── Information supplied ──
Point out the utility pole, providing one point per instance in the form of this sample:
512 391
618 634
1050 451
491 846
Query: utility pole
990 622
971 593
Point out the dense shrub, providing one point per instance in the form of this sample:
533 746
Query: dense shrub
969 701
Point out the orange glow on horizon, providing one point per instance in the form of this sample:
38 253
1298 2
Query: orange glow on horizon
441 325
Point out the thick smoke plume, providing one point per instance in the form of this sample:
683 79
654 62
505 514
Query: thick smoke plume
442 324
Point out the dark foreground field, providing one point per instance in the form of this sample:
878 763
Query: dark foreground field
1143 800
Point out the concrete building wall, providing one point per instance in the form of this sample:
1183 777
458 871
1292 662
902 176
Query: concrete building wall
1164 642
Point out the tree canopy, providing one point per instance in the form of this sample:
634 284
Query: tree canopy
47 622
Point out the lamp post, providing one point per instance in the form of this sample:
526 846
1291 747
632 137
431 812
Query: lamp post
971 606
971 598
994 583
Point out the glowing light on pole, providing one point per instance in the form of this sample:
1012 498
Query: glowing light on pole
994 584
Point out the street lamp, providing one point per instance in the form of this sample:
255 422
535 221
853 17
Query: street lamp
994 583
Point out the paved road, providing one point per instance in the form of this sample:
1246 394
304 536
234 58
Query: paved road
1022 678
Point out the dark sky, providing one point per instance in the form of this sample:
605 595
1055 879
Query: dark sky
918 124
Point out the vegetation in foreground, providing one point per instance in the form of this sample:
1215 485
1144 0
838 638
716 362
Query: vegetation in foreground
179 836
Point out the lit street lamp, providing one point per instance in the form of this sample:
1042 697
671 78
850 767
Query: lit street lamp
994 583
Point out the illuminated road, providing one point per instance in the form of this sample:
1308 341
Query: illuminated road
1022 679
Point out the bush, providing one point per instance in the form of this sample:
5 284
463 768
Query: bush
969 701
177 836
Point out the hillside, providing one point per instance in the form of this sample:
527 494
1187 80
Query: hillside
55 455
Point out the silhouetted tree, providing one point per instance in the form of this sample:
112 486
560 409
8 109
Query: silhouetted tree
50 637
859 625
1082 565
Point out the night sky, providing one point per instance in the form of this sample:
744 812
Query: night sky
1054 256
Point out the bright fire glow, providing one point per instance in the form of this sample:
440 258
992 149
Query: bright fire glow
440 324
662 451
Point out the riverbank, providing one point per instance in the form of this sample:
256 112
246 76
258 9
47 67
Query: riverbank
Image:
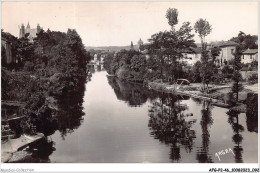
218 95
12 149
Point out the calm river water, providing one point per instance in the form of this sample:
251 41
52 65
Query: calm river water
125 122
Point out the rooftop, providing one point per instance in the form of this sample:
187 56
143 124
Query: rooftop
223 43
250 51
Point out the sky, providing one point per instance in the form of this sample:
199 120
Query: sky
119 23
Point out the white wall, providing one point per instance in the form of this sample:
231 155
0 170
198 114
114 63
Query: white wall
249 58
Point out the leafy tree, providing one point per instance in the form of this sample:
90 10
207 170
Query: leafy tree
196 72
132 46
172 16
167 47
237 78
203 28
246 41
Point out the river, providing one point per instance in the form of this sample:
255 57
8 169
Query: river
126 123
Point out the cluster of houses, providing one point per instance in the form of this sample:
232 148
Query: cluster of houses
226 54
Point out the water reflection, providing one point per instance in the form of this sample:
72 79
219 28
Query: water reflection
237 138
132 93
168 124
154 127
206 121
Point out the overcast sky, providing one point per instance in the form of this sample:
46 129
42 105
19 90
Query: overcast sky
119 23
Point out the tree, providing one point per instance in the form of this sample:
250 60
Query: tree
203 28
168 46
246 41
237 78
132 46
172 16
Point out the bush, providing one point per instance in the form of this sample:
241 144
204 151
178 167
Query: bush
28 66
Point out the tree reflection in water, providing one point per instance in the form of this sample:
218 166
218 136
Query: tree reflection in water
206 121
237 138
168 124
132 93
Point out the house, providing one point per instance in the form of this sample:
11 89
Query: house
29 32
192 55
249 55
227 48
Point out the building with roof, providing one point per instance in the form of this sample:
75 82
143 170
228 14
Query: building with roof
192 55
249 55
227 48
29 32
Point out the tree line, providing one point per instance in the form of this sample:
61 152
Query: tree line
50 69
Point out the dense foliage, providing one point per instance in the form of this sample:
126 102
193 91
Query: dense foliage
51 68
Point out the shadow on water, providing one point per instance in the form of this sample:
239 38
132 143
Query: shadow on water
168 124
132 93
237 138
206 121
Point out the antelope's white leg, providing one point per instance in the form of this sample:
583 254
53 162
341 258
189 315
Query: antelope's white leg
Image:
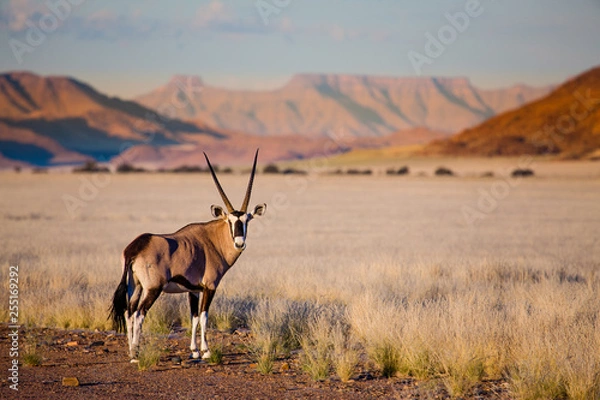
193 344
138 320
129 321
203 342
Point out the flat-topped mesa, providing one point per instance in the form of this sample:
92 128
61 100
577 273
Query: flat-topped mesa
183 79
347 80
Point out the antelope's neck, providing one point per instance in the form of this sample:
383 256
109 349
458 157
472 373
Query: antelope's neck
224 243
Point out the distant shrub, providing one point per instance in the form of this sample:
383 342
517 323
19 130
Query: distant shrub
359 172
91 166
127 168
187 169
519 172
401 171
271 169
443 171
293 171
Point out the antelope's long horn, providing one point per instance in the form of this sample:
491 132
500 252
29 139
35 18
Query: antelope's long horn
249 190
230 208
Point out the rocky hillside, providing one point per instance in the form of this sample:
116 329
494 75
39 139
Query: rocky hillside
566 123
317 105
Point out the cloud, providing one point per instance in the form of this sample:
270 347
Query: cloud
14 14
216 17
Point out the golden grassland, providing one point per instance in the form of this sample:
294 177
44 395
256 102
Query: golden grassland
377 268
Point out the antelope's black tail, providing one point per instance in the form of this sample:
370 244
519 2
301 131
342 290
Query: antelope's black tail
119 303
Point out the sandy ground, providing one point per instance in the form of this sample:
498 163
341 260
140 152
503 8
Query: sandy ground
98 360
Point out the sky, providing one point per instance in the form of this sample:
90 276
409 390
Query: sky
126 48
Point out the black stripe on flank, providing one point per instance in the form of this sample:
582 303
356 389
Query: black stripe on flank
136 247
238 229
172 245
181 280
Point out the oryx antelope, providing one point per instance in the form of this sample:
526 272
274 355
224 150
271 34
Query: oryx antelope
193 259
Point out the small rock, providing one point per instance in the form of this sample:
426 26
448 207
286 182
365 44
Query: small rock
70 381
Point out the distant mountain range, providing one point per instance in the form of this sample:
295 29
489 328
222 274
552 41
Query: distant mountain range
566 124
317 105
55 120
60 120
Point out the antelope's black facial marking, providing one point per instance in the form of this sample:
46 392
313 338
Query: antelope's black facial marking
238 223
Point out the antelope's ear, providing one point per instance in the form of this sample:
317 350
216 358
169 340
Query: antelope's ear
218 212
259 210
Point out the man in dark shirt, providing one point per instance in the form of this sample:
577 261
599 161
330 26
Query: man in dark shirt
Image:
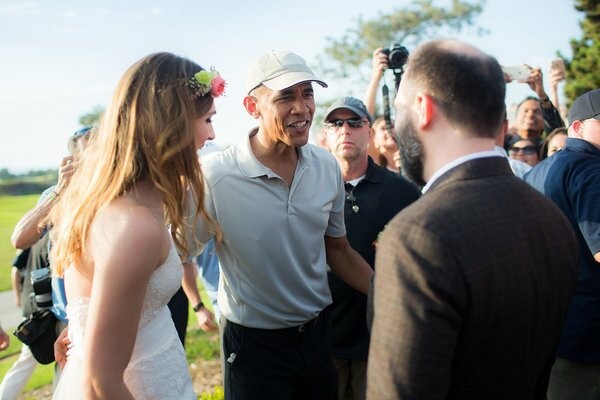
───
Work to be completed – Pull out all lines in the data above that include "riverbank".

Exercise result –
Point out the riverbank, providing one point per instance in the form of this sample:
Query: riverbank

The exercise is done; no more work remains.